Transcribe the listing that follows in full, omitting pictures.

[BEGIN Input]

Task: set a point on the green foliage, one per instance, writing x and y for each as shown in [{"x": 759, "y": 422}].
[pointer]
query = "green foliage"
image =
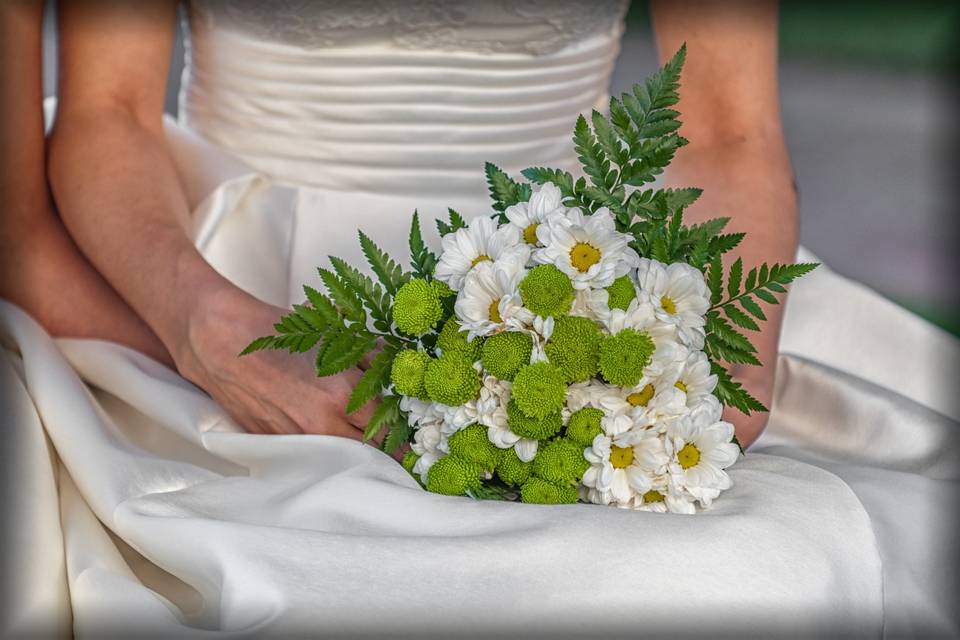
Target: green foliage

[END Input]

* _Solution to this task_:
Task: set a point on the green foliage, one per instance, writing x and y for each as shown in [{"x": 759, "y": 422}].
[pointer]
query = "green foliage"
image =
Target: green foliage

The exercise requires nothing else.